▶ REQUEST: Rescale the part of the rows that opens with the line containing "# segment the blurred background" and closes with the line containing "MULTIPOLYGON (((278 23, 279". Write out only those lines, requests included but without the pictures, and multiply every polygon coordinate in the answers by 2.6, rounding to whole numbers with halves going up.

**********

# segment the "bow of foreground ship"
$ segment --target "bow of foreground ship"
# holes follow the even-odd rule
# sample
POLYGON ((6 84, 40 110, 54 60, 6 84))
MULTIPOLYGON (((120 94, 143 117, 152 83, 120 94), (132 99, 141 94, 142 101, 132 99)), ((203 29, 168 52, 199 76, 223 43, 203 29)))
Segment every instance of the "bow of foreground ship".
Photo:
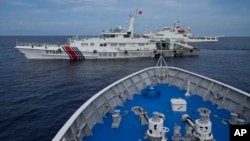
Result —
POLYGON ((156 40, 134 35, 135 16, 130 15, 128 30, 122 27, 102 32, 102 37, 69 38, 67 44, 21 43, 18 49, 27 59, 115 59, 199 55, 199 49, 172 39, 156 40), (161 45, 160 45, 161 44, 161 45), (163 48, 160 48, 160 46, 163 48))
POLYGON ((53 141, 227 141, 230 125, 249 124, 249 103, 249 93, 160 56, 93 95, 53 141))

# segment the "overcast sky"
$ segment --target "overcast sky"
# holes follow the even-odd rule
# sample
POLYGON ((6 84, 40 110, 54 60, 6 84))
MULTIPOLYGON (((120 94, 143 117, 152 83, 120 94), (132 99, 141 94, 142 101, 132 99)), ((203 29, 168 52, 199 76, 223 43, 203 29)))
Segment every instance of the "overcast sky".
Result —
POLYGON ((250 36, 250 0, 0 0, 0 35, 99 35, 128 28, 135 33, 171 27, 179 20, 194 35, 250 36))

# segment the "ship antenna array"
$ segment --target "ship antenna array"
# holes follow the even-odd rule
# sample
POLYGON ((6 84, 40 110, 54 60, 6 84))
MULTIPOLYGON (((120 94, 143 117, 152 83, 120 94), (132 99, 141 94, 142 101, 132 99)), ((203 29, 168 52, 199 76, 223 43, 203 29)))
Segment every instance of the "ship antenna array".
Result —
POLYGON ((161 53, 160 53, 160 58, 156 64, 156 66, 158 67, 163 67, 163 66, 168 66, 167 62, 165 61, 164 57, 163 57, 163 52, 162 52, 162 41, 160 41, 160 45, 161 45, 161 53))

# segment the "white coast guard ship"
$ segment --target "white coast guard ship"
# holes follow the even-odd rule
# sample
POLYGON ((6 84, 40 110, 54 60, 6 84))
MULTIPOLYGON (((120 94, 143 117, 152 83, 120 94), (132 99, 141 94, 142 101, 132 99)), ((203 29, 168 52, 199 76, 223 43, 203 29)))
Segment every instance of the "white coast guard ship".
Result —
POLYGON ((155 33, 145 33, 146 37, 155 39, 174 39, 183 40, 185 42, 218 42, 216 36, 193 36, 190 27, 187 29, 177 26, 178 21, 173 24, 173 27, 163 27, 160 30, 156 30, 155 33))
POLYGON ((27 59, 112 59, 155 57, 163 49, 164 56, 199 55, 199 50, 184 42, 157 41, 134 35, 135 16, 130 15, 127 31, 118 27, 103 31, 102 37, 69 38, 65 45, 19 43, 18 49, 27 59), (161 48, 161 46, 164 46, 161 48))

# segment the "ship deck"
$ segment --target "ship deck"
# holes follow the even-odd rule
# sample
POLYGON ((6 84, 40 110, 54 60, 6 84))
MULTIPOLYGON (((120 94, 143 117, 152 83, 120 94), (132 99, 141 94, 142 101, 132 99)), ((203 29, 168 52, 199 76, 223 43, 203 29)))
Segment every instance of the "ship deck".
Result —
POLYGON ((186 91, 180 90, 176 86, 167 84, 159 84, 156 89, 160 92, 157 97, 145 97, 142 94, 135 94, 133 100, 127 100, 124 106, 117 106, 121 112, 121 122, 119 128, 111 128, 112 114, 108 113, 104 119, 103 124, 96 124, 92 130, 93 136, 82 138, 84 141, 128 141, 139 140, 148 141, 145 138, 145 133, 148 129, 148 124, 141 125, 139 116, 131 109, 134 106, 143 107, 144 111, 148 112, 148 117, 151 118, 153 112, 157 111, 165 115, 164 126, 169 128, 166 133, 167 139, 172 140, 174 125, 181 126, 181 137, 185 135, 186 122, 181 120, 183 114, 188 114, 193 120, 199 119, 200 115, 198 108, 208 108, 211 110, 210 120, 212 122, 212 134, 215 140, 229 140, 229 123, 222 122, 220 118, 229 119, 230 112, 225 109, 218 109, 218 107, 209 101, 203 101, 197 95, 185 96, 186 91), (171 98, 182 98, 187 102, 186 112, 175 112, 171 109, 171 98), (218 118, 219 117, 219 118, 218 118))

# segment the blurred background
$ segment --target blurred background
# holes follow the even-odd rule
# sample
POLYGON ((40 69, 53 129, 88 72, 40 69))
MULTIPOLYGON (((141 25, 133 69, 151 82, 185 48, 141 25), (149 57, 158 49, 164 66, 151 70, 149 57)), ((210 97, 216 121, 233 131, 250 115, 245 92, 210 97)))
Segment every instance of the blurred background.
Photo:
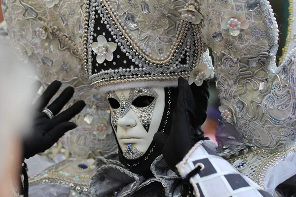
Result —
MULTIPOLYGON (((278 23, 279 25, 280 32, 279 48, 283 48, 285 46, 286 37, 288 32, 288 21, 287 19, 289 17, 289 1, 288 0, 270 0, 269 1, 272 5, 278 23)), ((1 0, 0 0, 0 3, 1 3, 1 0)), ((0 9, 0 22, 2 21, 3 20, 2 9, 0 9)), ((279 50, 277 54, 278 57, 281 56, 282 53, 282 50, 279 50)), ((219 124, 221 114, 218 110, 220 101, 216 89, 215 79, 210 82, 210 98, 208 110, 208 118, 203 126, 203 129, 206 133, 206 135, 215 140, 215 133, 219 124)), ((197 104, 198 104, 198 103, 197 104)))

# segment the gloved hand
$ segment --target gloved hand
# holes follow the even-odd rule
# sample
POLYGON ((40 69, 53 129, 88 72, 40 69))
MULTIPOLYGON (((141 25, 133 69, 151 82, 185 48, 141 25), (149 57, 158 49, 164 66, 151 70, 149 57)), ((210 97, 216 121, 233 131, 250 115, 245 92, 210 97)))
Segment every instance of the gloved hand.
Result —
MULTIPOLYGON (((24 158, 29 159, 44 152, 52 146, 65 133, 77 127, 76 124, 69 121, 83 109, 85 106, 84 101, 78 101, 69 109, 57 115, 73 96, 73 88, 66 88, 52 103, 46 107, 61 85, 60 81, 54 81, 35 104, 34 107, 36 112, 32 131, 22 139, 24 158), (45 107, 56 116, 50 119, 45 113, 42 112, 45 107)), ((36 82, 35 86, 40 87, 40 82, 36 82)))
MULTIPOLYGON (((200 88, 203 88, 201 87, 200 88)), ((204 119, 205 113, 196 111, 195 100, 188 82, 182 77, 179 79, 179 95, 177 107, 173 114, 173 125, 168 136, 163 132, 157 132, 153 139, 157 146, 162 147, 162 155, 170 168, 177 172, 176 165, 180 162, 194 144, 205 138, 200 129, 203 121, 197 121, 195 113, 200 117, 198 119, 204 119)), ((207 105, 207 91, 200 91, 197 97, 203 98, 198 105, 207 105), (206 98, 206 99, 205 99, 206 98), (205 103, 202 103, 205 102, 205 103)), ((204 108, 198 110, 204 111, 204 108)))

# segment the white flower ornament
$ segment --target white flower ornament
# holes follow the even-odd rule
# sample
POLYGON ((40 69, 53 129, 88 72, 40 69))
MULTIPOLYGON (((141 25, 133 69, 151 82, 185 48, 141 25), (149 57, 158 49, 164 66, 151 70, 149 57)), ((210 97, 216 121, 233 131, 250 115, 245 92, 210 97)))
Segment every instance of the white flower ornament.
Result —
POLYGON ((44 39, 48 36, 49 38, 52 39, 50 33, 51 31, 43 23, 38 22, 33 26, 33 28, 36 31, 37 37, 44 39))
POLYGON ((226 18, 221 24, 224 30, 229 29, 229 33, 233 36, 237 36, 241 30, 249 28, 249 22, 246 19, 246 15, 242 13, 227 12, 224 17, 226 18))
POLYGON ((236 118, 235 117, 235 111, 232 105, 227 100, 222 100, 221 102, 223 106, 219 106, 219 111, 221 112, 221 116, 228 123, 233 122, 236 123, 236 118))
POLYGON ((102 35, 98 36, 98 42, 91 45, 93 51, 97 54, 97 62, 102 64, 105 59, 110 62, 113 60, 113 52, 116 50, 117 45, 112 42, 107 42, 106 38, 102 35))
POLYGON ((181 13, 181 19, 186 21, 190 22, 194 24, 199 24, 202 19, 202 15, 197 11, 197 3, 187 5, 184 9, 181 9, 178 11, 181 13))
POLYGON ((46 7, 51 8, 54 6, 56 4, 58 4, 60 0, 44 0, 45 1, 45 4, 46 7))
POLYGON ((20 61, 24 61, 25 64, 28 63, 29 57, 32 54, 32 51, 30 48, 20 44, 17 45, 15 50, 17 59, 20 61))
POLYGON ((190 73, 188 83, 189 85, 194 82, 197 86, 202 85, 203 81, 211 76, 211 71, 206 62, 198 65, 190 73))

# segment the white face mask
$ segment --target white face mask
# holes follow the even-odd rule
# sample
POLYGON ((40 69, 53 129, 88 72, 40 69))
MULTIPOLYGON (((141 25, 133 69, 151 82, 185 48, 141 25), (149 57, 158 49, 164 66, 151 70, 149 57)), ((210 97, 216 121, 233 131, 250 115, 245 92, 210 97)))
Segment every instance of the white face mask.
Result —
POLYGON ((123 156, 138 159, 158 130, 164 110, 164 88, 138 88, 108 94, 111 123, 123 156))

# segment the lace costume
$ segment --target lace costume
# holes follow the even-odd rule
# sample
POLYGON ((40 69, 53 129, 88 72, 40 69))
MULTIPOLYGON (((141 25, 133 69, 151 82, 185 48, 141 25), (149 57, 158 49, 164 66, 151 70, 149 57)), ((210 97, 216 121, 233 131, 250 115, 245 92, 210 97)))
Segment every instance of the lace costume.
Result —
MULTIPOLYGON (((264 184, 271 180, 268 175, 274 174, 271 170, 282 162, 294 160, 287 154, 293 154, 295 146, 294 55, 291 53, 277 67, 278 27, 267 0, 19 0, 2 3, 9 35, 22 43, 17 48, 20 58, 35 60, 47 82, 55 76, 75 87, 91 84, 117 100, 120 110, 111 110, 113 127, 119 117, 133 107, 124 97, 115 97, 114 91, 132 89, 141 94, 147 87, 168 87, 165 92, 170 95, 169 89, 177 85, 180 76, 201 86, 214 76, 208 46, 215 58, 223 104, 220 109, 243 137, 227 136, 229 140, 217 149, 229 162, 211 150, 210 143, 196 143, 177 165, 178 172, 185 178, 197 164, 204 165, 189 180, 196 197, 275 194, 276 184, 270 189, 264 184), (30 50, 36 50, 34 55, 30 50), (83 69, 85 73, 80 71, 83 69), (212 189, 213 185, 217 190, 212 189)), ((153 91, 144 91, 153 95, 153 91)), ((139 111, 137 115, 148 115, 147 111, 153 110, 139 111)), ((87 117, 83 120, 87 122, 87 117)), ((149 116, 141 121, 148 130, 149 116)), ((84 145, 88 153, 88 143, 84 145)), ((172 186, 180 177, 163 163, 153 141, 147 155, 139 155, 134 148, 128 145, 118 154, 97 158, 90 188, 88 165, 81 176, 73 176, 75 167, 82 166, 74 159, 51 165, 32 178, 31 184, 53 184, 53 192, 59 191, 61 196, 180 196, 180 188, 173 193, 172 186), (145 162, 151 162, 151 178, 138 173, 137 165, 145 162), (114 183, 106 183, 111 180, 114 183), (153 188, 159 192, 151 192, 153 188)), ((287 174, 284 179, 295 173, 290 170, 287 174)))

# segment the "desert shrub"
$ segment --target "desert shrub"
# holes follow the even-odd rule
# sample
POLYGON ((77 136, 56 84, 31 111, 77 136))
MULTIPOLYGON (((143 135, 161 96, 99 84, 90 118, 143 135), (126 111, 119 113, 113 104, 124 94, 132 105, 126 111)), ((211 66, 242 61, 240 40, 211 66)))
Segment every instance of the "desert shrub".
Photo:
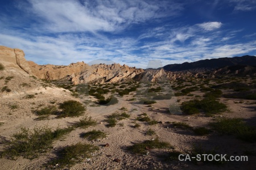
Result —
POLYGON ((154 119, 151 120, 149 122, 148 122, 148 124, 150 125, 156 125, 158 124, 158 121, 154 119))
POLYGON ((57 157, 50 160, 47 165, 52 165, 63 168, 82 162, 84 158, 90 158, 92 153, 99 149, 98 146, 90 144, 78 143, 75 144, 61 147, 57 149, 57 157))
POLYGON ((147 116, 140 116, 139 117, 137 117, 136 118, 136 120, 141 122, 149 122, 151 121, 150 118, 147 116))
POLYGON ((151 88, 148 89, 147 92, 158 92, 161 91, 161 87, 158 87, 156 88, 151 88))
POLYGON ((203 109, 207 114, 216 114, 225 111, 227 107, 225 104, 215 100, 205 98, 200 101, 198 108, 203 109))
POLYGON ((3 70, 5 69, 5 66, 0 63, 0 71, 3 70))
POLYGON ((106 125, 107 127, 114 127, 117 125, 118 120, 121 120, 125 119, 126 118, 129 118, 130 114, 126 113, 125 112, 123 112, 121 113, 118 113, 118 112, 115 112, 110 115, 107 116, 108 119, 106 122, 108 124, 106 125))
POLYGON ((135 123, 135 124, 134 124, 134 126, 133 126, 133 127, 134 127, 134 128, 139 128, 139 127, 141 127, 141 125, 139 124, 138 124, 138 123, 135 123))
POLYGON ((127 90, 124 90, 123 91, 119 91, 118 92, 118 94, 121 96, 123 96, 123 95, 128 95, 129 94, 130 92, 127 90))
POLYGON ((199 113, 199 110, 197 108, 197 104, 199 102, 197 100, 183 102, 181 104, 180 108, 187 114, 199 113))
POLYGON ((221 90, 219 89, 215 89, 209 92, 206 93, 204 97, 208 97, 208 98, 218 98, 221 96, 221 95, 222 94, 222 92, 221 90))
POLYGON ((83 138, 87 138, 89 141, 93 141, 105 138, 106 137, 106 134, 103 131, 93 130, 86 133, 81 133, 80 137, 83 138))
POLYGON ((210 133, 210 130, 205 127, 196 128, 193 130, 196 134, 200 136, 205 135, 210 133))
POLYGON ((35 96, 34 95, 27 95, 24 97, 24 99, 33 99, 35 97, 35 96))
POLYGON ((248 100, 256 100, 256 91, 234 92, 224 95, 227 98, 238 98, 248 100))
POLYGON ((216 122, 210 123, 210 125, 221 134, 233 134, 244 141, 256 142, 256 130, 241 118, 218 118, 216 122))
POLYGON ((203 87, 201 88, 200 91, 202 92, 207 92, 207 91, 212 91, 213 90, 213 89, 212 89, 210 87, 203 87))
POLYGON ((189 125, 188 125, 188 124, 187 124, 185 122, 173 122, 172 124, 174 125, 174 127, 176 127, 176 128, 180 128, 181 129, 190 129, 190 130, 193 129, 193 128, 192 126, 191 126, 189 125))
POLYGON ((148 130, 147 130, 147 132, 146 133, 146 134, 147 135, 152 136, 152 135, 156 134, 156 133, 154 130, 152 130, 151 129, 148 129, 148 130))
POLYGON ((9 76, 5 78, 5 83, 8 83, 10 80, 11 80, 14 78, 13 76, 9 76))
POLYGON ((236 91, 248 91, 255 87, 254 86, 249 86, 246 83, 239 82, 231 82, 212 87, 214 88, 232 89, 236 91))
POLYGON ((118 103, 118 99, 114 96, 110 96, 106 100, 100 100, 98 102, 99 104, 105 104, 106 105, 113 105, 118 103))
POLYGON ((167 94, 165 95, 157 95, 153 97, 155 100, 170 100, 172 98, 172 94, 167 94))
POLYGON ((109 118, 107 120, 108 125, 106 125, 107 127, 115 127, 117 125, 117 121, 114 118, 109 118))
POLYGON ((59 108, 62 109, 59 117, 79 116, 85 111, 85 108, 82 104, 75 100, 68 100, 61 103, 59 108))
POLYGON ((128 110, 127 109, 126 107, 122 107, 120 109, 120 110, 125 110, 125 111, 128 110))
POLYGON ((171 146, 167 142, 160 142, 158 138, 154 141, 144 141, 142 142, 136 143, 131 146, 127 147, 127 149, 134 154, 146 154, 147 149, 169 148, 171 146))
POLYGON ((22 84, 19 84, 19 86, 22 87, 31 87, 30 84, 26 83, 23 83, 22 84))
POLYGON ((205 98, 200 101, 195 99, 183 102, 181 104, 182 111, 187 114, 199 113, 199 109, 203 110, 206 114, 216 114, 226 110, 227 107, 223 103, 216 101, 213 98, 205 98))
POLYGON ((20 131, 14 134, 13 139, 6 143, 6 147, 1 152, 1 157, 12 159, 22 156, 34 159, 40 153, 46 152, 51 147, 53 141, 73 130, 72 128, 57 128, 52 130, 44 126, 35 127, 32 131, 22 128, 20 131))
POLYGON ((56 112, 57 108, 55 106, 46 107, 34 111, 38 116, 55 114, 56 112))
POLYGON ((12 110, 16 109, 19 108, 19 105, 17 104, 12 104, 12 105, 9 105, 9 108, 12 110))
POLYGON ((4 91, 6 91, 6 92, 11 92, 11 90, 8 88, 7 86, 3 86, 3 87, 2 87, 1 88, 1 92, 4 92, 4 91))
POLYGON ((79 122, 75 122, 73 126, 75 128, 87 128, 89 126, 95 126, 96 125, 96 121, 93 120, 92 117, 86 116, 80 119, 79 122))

**********

▶ WRITTEN RESPONSE:
# segment the blurred background
$ segment --target blurred background
# holes follow the even-odd rule
# sample
POLYGON ((40 69, 53 129, 88 72, 40 69))
MULTIPOLYGON (((141 25, 133 69, 151 82, 185 48, 141 25), (149 57, 158 49, 164 66, 151 70, 149 57)), ((210 97, 216 121, 233 131, 250 115, 245 92, 210 97)))
Segment every instance of the blurred background.
Photo:
Result —
MULTIPOLYGON (((723 60, 725 65, 728 83, 725 125, 736 125, 741 120, 744 96, 749 83, 749 55, 746 49, 751 44, 751 3, 749 0, 702 0, 699 3, 707 13, 723 60)), ((3 0, 0 0, 0 8, 3 8, 3 0)), ((0 23, 0 57, 5 55, 8 52, 5 23, 0 23)), ((725 130, 720 140, 723 148, 731 146, 733 138, 733 130, 725 130)), ((569 322, 575 296, 567 286, 572 263, 562 231, 559 205, 546 213, 546 255, 541 286, 541 307, 528 328, 528 335, 536 346, 536 351, 559 364, 559 346, 569 322)), ((512 270, 515 270, 515 268, 512 270)))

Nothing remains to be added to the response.